YOUR INSTRUCTIONS:
Write out the following lines word for word.
-- start TASK MATERIAL --
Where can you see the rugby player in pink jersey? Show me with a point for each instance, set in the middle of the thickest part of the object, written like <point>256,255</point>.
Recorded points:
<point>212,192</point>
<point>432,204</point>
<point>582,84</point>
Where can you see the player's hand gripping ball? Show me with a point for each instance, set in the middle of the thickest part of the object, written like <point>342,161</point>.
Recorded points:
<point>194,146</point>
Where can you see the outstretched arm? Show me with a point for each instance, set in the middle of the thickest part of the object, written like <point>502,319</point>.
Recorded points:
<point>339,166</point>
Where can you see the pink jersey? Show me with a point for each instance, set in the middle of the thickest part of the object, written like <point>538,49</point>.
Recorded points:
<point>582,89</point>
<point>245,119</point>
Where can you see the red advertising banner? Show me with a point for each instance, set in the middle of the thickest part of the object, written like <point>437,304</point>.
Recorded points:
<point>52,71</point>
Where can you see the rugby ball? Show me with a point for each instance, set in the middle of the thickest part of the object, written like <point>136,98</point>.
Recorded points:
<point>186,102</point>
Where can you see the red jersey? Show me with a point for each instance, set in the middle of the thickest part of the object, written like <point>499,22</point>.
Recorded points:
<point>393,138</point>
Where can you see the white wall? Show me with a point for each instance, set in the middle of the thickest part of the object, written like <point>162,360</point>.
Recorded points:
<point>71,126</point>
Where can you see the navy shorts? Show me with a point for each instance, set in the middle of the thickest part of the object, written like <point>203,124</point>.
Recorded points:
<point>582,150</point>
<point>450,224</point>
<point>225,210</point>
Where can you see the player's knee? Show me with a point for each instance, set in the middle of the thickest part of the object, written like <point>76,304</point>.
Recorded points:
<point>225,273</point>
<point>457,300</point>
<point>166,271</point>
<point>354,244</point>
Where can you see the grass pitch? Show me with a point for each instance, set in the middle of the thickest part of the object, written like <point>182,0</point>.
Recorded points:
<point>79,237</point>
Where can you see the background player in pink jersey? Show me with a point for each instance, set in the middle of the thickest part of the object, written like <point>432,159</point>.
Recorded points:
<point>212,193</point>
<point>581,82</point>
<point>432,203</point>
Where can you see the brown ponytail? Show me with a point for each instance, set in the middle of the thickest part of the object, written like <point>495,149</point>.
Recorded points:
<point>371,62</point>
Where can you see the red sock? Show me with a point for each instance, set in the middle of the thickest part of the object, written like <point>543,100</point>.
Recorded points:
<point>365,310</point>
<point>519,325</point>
-- end TASK MATERIAL --
EXERCISE OUTPUT:
Where can you see the rugby player in pink jersey? Show me with a point for each instance, set in the middle of the thickest part of the object, written like <point>256,255</point>.
Recorded points:
<point>212,192</point>
<point>432,204</point>
<point>582,84</point>
Where can you see the player's hand gripping ball? Show me with a point for each instance, set in the middle of the thickest part of the object, written like <point>342,161</point>.
Recorded points:
<point>194,146</point>
Where can you see the outstretched arm? Show me with a point for each instance, set in the middle of the thickest part of the object, written like <point>502,319</point>.
Recorded points:
<point>339,166</point>
Where can you see the pink jersey? Show me with a point for each instance, set in the middle of the thickest part of the object, written like <point>538,49</point>.
Recorded points:
<point>582,89</point>
<point>245,119</point>
Where can you see the red advertising banner? Show me with a point for each instance, set in the middle of the thickest part of the object, written like <point>437,304</point>.
Recorded points:
<point>52,71</point>
Where can you see the rugby ball? Show me with a point for each instance, set in the middle of the thickest part of the object, written like <point>136,98</point>.
Recorded points:
<point>186,102</point>
Where can you see the red jersey? Show me with a point for each instance, set in the middle of the thickest part of the object, written like <point>499,22</point>.
Recorded points:
<point>393,138</point>
Where can you see the white wall? Show me with a point for each instance, set in the middle of the thickest part of the object, written like <point>162,360</point>.
Recorded points:
<point>71,126</point>
Where can you see the navy shorts? Show me with a point for each instance, set in the middle of the thickest part of the object, written like <point>203,124</point>.
Recorded points:
<point>582,150</point>
<point>450,224</point>
<point>225,210</point>
Where can you see the player's knee? Show me with a point for each instance, set in the middle of the thickest part of the object, written like <point>76,304</point>.
Recorded points:
<point>225,273</point>
<point>457,300</point>
<point>166,271</point>
<point>354,244</point>
Where can you see the grass pitch? Show me with a point for each instance, set in the middle of the thickest part of the object, written like <point>182,0</point>.
Recorded points:
<point>79,237</point>
Where can you see the background player in pink jersey? Show me with a point for each instance, set in the middle of the thickest part of the object, written like <point>432,159</point>.
Recorded points:
<point>212,193</point>
<point>581,82</point>
<point>432,203</point>
Where can you see the brown ponytail? Show me with a point for each instance, set in the middle of the thickest part of the object, written like <point>495,149</point>.
Recorded points:
<point>371,62</point>
Where can you see the red sock? Show me with a point for each instance, set in the middle of the thickest part of the object, written like <point>543,100</point>.
Recorded points:
<point>365,310</point>
<point>519,325</point>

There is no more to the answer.